- Exercise goal -
Give the entries again, exactly as written.

**** Study material ****

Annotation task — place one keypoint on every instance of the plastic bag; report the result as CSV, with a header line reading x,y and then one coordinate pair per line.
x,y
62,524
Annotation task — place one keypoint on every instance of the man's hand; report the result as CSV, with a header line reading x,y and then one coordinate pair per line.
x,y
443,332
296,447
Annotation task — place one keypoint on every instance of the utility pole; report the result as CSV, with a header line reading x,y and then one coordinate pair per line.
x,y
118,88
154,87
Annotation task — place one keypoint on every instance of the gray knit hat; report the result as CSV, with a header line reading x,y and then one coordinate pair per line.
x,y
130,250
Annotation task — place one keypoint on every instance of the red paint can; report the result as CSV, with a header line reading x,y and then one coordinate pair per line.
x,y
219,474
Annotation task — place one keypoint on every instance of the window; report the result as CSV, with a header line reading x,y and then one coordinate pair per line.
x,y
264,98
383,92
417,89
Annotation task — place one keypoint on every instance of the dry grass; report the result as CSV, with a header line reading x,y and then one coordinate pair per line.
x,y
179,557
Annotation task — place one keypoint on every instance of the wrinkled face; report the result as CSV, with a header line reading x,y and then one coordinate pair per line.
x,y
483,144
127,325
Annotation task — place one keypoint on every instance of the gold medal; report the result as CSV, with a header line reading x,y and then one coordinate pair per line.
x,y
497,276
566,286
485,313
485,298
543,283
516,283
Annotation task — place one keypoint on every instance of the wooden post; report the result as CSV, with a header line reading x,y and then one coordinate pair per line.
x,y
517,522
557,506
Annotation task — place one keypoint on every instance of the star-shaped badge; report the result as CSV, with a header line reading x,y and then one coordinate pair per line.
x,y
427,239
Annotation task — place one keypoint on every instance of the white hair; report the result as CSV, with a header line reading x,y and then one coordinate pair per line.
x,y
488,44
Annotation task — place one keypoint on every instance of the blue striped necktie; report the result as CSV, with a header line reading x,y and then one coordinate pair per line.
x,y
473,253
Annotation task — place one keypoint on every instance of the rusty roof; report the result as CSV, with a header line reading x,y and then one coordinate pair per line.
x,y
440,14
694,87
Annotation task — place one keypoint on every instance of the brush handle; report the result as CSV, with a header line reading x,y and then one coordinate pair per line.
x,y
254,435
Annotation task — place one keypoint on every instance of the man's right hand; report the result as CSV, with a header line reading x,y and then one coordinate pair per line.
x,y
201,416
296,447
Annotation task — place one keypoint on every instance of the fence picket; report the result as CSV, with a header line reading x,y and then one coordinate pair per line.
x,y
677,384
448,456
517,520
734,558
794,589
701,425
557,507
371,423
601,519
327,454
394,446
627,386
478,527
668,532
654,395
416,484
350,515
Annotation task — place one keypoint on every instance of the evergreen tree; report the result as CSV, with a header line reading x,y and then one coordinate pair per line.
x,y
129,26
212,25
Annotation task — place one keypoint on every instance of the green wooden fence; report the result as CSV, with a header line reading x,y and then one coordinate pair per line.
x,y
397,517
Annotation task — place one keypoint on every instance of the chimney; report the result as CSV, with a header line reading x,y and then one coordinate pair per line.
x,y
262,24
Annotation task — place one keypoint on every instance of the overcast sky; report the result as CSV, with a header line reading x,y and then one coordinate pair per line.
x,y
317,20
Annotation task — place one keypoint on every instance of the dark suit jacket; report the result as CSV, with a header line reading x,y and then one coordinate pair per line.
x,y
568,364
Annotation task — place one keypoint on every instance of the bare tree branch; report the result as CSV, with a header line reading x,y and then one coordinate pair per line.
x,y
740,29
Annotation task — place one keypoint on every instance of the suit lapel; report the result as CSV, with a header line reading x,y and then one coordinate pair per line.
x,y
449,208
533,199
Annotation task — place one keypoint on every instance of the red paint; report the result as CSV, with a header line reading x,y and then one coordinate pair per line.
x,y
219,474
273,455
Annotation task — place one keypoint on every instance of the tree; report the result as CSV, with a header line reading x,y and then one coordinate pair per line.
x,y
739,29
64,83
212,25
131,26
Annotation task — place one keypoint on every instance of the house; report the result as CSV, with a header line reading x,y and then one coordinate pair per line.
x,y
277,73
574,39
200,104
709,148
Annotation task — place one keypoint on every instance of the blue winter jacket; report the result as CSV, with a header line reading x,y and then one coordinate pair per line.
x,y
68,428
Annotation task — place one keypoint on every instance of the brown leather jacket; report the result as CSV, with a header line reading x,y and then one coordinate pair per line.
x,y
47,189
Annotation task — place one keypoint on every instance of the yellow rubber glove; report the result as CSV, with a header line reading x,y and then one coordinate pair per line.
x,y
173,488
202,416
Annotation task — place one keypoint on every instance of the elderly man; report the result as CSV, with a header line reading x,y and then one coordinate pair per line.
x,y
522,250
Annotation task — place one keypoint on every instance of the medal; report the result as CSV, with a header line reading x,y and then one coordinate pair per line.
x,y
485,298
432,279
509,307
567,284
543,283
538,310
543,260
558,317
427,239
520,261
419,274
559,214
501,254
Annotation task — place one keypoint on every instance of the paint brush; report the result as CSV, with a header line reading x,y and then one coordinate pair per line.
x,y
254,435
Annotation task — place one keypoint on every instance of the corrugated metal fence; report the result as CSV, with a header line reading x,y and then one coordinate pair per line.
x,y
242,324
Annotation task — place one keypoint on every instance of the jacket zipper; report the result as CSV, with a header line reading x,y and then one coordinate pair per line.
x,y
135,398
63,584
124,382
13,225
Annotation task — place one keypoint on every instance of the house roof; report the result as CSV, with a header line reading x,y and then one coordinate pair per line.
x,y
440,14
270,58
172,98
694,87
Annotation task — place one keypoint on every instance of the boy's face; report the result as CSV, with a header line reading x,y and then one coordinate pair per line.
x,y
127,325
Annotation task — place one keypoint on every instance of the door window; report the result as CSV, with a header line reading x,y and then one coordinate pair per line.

****

- Problem solution -
Annotation task — place one keypoint on every instance of the plastic bag; report the result as CSV, with a header line reading x,y and then one coordinate pair per line.
x,y
62,524
Annotation task — place one keypoint on every instance of the man's hand; report the result as CSV, with a header line reading x,y and then one coordinate pair per line.
x,y
443,332
296,447
Annotation task — place one keypoint on every instance of the utility pole; report the result as CSV, with a header line reading x,y and then one coordinate pair per line.
x,y
118,88
154,87
Annotation task — place one keypoint on every instance of the gray knit hat; report the result as CSV, with a header line reading x,y and then one coordinate pair per line.
x,y
130,250
Annotation task — place one keypoint on every instance of the red paint can; report the result as CSV, with a header line reading x,y and then one coordinate pair per line.
x,y
219,474
Annotation task — place one keypoint on every instance of the window; report the result as CSV, with a header line reading x,y and then one coordinate pair per line.
x,y
264,98
383,92
417,89
Annotation task — place one keypoint on every instance of the dry grass; report the result as CSV, with a header line reading x,y and then one coordinate pair per line.
x,y
179,557
Annotation task — place one keypoint on every instance of the wrinkled face; report the result as CSV, with a header line reading x,y and then one coordinate pair per line.
x,y
483,144
127,325
Annotation task — place one keypoint on every instance of the gold medal; report the result as CSV, with a header line reading x,y and then one coordinate pair per line.
x,y
497,276
566,286
485,313
485,298
543,283
516,283
Annotation task — place one keypoint on every instance of the wooden post; report the result as CSV, with a header line reading x,y and then one coordinate pair per line.
x,y
517,522
557,506
Annotation task — place one keypoint on every instance of the star-shaped badge; report the result as CSV, with a header line reading x,y and then one coordinate pair per line.
x,y
427,239
Annotation task — place one keypoint on every instance of the white hair; report the result as CSV, with a header line reading x,y and then one coordinate pair per line.
x,y
488,44
Annotation task — place one keypoint on every instance of the blue striped necktie; report the result as CSV, with a header line reading x,y and then one coordinate pair per line.
x,y
473,253
Annotation task — place one keypoint on every instance of the rusty roof; report the result as CSV, with a header line reading x,y and then one coordinate pair per line.
x,y
440,14
694,87
Annotation task — place one keypoint on every instance of the brush handle; report the result as CSV, with a header line reading x,y and then one coordinate pair per line.
x,y
254,435
Annotation task — place one keypoint on every instance of the man's right hand; report the result as CSV, with a header line reading x,y and then one coordinate pair per line.
x,y
201,416
296,447
Annotation task — place one keypoint on every instance of the fence picket; report the result as CSV, with a header line reading x,y and then one coordinate pair per line.
x,y
677,384
448,456
517,520
734,558
794,589
701,425
557,507
371,423
601,519
327,454
394,446
627,386
478,527
668,532
654,395
416,484
350,515
Annotation task — place one keypoint on every instance of the evergreen tree; report the result as CSV, with a header line reading x,y and then one coordinate pair per line.
x,y
129,26
212,25
Annotation task — place one keypoint on every instance of the green wooden fence; report the result as CSV, with a header line reading x,y and then one coordinate pair per line.
x,y
397,517
Annotation task — place one keypoint on every instance of the chimney; report the result as CSV, with a header line reading x,y and then one coordinate pair per line.
x,y
262,24
Annotation task — place one keypoint on every instance of the overcast sky; report the result as CSV, with a header line reading x,y and then one coordinate pair per line.
x,y
317,20
Annotation task — place one keypoint on every instance of the dark suit jacket; report the result as CSV, with a header line reading x,y and then one coordinate pair per line.
x,y
568,364
Annotation task — place one keypoint on every instance of the bare tree branch; report the result as CSV, with a header line reading x,y and then one coordinate pair per line.
x,y
740,29
Annotation task — place one keypoint on every instance of the suit lapel; report the result as CSV, with a header line reading x,y and then one coordinate pair per line.
x,y
449,208
533,199
Annotation task — place one keypoint on every instance of the red paint; report the result as CSV, with a header line reading x,y and then one coordinate pair per line.
x,y
219,474
273,455
Annotation task — place one keypoint on every instance of the tree; report the result as CSV, with a header line reading x,y and then one coordinate pair per line.
x,y
739,29
64,83
212,25
131,26
Annotation task — place one keypoint on every instance of the house; report the result as CSV, with a header line reading x,y and then one coordinate pair per line.
x,y
277,73
574,39
200,104
709,148
Annotation task — place one keypoint on every instance of the blue winter jacket; report the result as CSV, with a header line reading x,y and then one coordinate pair per line.
x,y
68,428
Annotation task — place one keypoint on every instance of the brown leather jacket; report the result as CSV, with a header line reading x,y and then one coordinate pair per line.
x,y
47,189
Annotation task — place one keypoint on every instance of the yellow rubber glove; report the result as CSV, with a header line reading x,y and then one coordinate pair per line.
x,y
173,488
202,416
Annotation task — place one keypoint on every instance of the elderly man; report the result as CSV, with a header line reading x,y and then one coordinate pair per line.
x,y
522,250
Annotation task — place one keypoint on every instance of the medal; report the result as CSV, with a header line reading x,y and then one coordinate pair per line.
x,y
485,298
432,279
509,307
567,284
543,283
538,310
543,260
558,317
427,239
520,261
419,274
559,214
501,254
Annotation task — place one keypoint on every instance of the paint brush; report the result as CSV, with a header line reading x,y and then one coordinate pair per line.
x,y
254,435
Annotation task — place one keypoint on every instance of the corrugated metal fence; report the result as CSV, with a header line reading x,y and then one coordinate pair per line.
x,y
242,324
Annotation task — place one keypoint on every instance of the jacket zipper; report the result as CSV, with a header line reading x,y and then one coordinate pair per line.
x,y
135,398
63,584
124,382
13,225
Annotation task — place one keypoint on every instance of the house roof; report the result as CSV, with a header line reading x,y and then one coordinate pair per line.
x,y
440,14
270,58
172,98
694,87
Annotation task — place one keypoint on every instance of the boy's face; report the result as CSV, with a header line reading x,y and then one coordinate pair per line.
x,y
127,325
Annotation task — place one keypoint on every instance of the door window; report the result as CSV, with a header line reading x,y and then one coordinate pair per line.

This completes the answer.